### [Texto fuente]
□ □ □ □

Leopoldo
Pero me han comentado, que cada día que pasa, Pedro Sánchez se parece más en sus reacciones al difunto cocodrilo. Que sus asesores cuando son llamados entran en su despacho metafóricamente estercolados, que estalla, que grita, que tira al suelo los papeles, que estampa contra la pared piezas de cristal y porcelana
La última vez que le vi, en una agradable y espaciosa urna del Zoo de la Casa de Campo en Madrid, tuve la sensación de que le había cambiado el carácter. A peor. Lo tuve en mis manos cuando era un bebé, y mantuvimos una relación de incomprensión mutua durante años. En Sábado Gráfico, cuya sede y redacción se ubicaban en el número 10 de la calle de Covarrubias, nos reuníamos habitualmente con su director y propietario, Eugenio Suárez, los columnistas del semanario. Yo era el jovencito, con apenas 25 años. Todo un privilegio para ese jovencito compartir la tertulia con Antonio Gala, José María Stampa, Juan Pérez Creús, Néstor Luján, Álvaro Cunqueiro Y Chicho Sánchez Ferlosio, este último, siempre temeroso de que surgiera un policía y se lo llevara detenido por la canción que dedicó años atrás a Julián Grimau, fallecido en extrañísimas circunstancias en una comisaría de Madrid después de ser delatado, desde París, por Santiago Carrillo. Julián Grimau fue un destacado miembro del PCE del sector valiente y coherente, suegro de nuestro formidable Gabriel Albiac, el gran filósofo de El Debate. Y acudía también un distinguido militar, el comandante José Conde, que nos ponía al día de la situación militar. Y la tertulia se desarrollaba en la cercanía de la urna que ocupaba Leopoldo.

□ □ □ □

### [Filas de datos]
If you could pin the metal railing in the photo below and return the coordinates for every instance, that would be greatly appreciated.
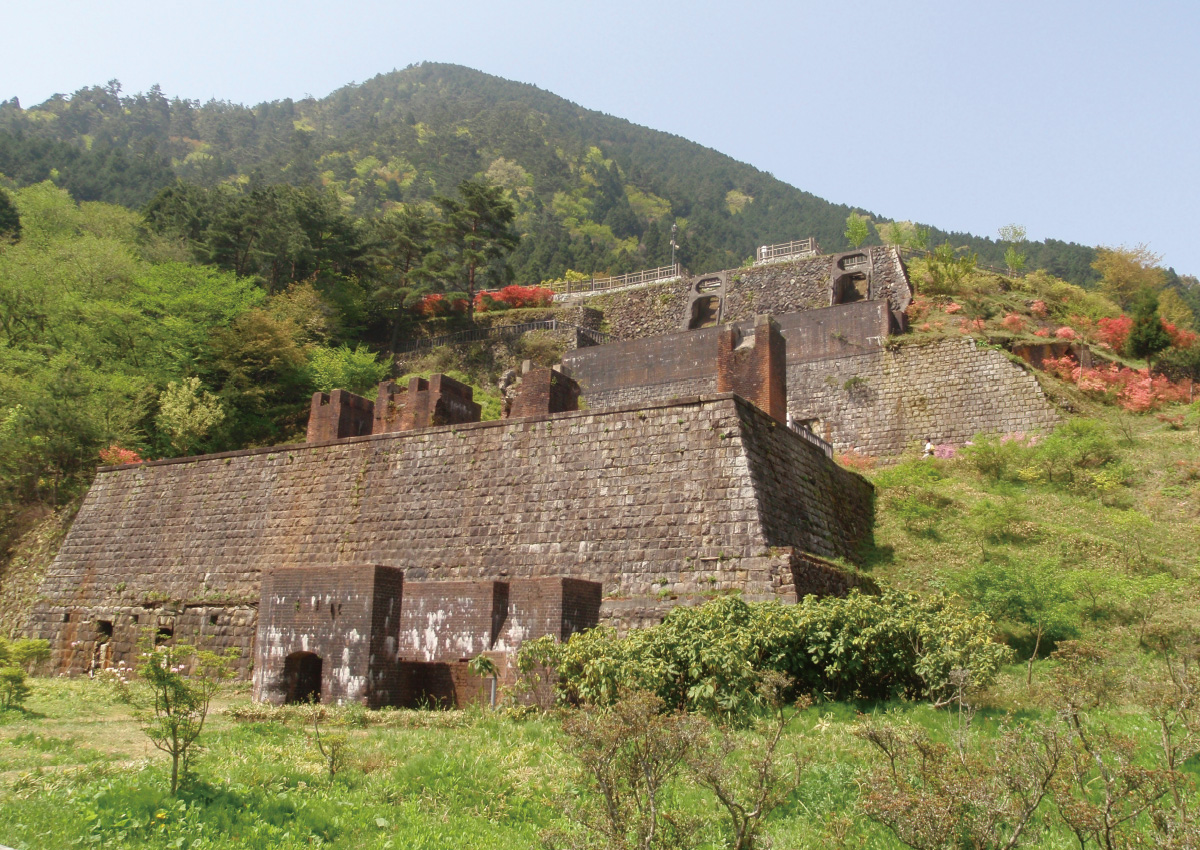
(664, 273)
(474, 335)
(798, 247)
(825, 446)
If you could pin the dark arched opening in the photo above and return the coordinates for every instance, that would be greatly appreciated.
(301, 677)
(703, 312)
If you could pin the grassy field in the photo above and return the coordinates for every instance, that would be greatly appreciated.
(76, 770)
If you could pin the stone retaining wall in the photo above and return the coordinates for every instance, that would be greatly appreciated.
(883, 402)
(679, 500)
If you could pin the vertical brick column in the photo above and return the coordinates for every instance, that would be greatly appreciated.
(757, 369)
(339, 414)
(543, 391)
(390, 400)
(438, 401)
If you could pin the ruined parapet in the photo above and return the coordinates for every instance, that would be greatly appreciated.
(544, 391)
(325, 635)
(438, 401)
(706, 297)
(337, 415)
(756, 367)
(390, 401)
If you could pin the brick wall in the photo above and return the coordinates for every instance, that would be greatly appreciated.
(113, 633)
(754, 369)
(346, 616)
(775, 288)
(450, 621)
(886, 401)
(652, 502)
(339, 414)
(685, 364)
(543, 391)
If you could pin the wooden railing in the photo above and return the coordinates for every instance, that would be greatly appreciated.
(664, 273)
(594, 336)
(798, 247)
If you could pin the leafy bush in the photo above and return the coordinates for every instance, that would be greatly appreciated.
(1074, 455)
(13, 658)
(357, 370)
(711, 658)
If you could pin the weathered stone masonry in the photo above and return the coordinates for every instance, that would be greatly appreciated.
(663, 504)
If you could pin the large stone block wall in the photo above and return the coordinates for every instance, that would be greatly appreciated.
(347, 617)
(115, 630)
(685, 364)
(637, 498)
(775, 288)
(886, 401)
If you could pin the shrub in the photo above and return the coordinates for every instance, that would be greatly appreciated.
(15, 656)
(355, 369)
(114, 455)
(711, 658)
(1114, 331)
(1014, 323)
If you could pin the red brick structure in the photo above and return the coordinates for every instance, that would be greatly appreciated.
(328, 634)
(361, 634)
(438, 401)
(423, 403)
(543, 391)
(337, 415)
(663, 503)
(755, 369)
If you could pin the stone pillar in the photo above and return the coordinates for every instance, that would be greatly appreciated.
(437, 401)
(543, 391)
(756, 367)
(337, 415)
(390, 400)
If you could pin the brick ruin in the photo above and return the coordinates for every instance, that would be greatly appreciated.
(852, 377)
(405, 537)
(360, 634)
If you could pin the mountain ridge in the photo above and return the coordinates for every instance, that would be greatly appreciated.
(595, 192)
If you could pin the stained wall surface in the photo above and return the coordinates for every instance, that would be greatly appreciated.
(661, 504)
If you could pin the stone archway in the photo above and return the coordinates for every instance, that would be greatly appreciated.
(301, 677)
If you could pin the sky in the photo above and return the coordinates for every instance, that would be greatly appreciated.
(1078, 120)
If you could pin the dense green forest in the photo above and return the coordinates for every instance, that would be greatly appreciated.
(593, 192)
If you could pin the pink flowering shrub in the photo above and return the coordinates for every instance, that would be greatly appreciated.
(1114, 331)
(1132, 389)
(1014, 323)
(856, 461)
(1062, 367)
(114, 455)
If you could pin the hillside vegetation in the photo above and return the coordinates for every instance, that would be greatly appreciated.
(593, 192)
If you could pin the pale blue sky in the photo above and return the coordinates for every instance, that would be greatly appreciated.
(1077, 119)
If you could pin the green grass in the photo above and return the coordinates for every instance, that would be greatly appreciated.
(77, 771)
(1128, 546)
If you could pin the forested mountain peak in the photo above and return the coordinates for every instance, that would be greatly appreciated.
(593, 192)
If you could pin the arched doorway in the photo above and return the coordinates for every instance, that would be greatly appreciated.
(301, 677)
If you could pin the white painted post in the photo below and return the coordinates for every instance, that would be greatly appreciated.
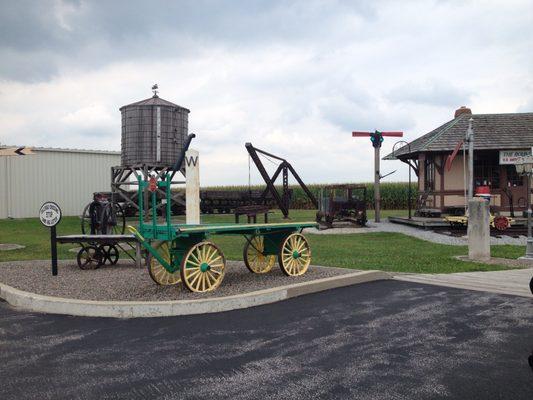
(478, 229)
(192, 188)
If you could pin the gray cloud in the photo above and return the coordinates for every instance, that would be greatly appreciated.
(293, 77)
(435, 92)
(47, 35)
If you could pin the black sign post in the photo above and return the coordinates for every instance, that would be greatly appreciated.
(50, 216)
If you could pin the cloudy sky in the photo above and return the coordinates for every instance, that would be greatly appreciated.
(292, 77)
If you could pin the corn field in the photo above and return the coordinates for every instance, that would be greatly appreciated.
(393, 194)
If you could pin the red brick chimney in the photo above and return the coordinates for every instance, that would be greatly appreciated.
(462, 110)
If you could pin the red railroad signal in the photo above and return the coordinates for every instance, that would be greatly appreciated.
(376, 138)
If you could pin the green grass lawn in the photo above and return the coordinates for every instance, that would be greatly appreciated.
(384, 251)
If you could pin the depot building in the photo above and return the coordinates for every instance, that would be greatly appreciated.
(438, 161)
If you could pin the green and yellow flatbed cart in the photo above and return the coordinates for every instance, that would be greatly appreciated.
(183, 253)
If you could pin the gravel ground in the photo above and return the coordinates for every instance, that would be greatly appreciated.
(126, 282)
(427, 235)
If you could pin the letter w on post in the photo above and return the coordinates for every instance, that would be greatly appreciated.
(191, 161)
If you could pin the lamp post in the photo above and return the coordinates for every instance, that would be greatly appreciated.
(409, 189)
(525, 167)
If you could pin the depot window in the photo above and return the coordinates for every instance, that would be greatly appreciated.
(429, 173)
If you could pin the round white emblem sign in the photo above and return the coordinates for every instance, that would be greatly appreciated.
(50, 214)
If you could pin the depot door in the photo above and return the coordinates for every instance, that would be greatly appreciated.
(515, 188)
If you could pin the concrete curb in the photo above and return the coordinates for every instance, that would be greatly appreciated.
(140, 309)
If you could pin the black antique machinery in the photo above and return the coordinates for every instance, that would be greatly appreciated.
(282, 200)
(342, 203)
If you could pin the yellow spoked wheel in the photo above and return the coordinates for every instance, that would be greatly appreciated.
(295, 255)
(253, 256)
(203, 267)
(158, 273)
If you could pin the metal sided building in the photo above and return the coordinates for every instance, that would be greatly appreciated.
(67, 176)
(498, 140)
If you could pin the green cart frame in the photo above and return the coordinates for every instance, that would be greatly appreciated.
(183, 253)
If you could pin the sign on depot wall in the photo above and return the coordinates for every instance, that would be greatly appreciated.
(513, 156)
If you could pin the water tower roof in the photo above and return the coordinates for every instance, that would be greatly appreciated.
(154, 101)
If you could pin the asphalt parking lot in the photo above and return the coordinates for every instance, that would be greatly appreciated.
(380, 340)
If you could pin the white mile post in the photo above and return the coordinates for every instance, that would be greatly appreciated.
(478, 229)
(192, 188)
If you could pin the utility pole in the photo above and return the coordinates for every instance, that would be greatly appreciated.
(470, 139)
(376, 138)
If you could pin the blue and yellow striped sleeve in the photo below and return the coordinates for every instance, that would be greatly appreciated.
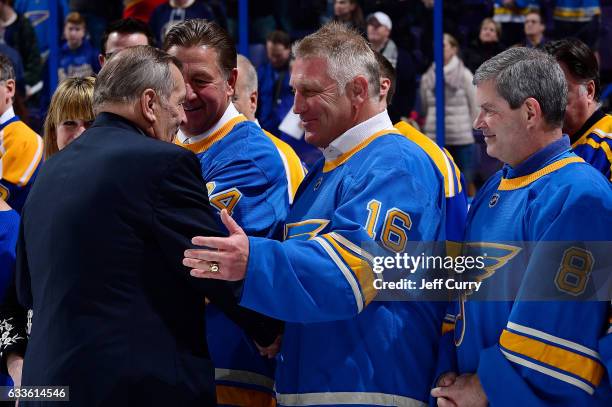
(596, 149)
(322, 272)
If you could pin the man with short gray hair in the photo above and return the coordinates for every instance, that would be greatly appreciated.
(117, 318)
(21, 149)
(245, 91)
(511, 349)
(372, 186)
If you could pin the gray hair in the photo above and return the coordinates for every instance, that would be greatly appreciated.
(6, 68)
(246, 68)
(131, 71)
(347, 53)
(520, 73)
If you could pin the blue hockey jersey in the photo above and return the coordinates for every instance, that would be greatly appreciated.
(456, 198)
(254, 176)
(340, 346)
(515, 14)
(537, 352)
(594, 142)
(576, 10)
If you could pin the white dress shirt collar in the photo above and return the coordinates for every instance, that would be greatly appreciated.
(355, 135)
(229, 114)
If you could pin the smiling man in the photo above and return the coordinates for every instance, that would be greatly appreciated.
(250, 174)
(521, 351)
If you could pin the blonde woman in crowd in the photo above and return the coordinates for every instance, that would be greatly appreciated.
(70, 113)
(460, 108)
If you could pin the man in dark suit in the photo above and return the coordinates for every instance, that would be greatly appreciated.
(116, 316)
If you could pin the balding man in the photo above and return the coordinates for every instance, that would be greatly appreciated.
(117, 319)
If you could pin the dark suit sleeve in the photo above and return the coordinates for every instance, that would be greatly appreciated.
(181, 211)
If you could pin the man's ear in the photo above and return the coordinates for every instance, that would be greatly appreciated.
(533, 110)
(231, 82)
(10, 87)
(359, 87)
(148, 102)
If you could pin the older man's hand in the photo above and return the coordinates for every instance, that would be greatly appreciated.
(225, 258)
(466, 390)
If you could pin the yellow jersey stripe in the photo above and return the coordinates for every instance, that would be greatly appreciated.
(442, 162)
(521, 182)
(291, 161)
(361, 268)
(207, 142)
(578, 365)
(238, 396)
(330, 165)
(345, 271)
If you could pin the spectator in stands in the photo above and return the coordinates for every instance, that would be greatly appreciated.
(21, 147)
(379, 36)
(70, 113)
(580, 19)
(349, 13)
(97, 15)
(511, 15)
(302, 17)
(15, 58)
(140, 9)
(460, 108)
(121, 34)
(175, 11)
(247, 172)
(78, 58)
(585, 122)
(534, 30)
(486, 46)
(20, 35)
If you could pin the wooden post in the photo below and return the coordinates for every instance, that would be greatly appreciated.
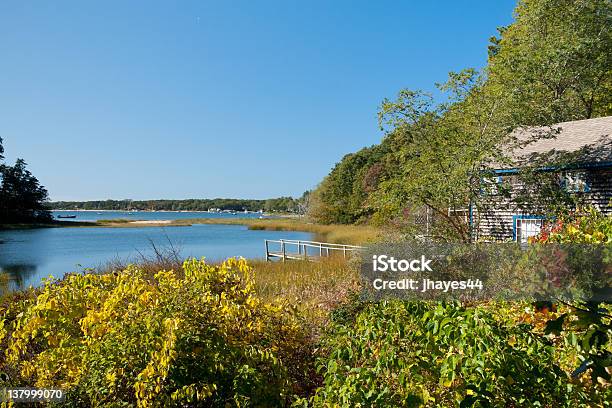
(283, 250)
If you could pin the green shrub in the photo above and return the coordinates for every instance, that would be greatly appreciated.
(434, 354)
(198, 338)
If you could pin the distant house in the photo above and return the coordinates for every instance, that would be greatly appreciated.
(587, 172)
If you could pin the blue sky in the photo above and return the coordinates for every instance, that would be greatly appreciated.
(202, 99)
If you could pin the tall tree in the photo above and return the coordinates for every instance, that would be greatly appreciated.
(554, 62)
(22, 198)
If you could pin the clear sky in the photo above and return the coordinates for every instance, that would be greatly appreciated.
(204, 99)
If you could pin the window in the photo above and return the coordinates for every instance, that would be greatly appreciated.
(575, 182)
(526, 226)
(490, 185)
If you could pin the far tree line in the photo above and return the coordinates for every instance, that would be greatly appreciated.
(24, 200)
(281, 204)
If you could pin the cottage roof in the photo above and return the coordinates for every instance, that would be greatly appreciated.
(579, 141)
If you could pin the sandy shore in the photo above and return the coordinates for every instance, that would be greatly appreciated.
(151, 222)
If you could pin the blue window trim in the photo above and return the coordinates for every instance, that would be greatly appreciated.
(523, 217)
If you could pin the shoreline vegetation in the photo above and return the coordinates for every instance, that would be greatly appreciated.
(333, 233)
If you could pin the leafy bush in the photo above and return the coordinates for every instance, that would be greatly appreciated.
(200, 337)
(588, 321)
(416, 353)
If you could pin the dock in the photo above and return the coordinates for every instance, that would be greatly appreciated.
(306, 250)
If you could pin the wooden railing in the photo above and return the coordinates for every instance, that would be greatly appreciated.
(307, 250)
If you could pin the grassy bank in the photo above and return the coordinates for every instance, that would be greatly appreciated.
(334, 233)
(345, 234)
(341, 234)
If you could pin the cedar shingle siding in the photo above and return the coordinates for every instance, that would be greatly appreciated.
(591, 141)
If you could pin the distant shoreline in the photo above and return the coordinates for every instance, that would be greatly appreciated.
(345, 234)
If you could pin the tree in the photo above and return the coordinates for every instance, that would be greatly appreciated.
(22, 198)
(553, 64)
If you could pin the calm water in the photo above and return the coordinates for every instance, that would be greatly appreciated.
(30, 255)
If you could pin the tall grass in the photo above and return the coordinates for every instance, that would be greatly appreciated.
(334, 233)
(314, 288)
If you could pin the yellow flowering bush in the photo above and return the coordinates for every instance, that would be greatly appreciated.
(199, 336)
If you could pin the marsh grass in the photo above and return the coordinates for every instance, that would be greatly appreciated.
(334, 233)
(314, 288)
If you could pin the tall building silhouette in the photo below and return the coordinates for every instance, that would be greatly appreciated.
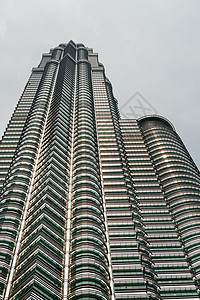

□ □ □ □

### [Tarea a realizar]
Resume en forma de lista el párrafo del texto fuente que empieza por «La última vez que le vi», conservando sus datos principales.

### [Respuesta]
- La última vez que el narrador vio a Leopoldo, en una urna del Zoo de la Casa de Campo de Madrid, sintió que su carácter había empeorado. Lo había tenido en sus manos de bebé, y mantuvieron años de incomprensión mutua.
- Los columnistas de Sábado Gráfico, con sede en el número 10 de la calle de Covarrubias, se reunían con su director y propietario, Eugenio Suárez.
- El narrador, con apenas 25 años, era el más joven de la tertulia. Con él estaban Antonio Gala, José María Stampa, Juan Pérez Creús, Néstor Luján, Álvaro Cunqueiro y Chicho Sánchez Ferlosio.
- Sánchez Ferlosio temía ser detenido por la canción que dedicó a Julián Grimau, miembro del PCE y suegro de Gabriel Albiac. Grimau murió en extrañísimas circunstancias en una comisaría de Madrid tras ser delatado desde París por Santiago Carrillo.
- También acudía el comandante José Conde, que los ponía al día de la situación militar.
- La tertulia se celebraba cerca de la urna de Leopoldo.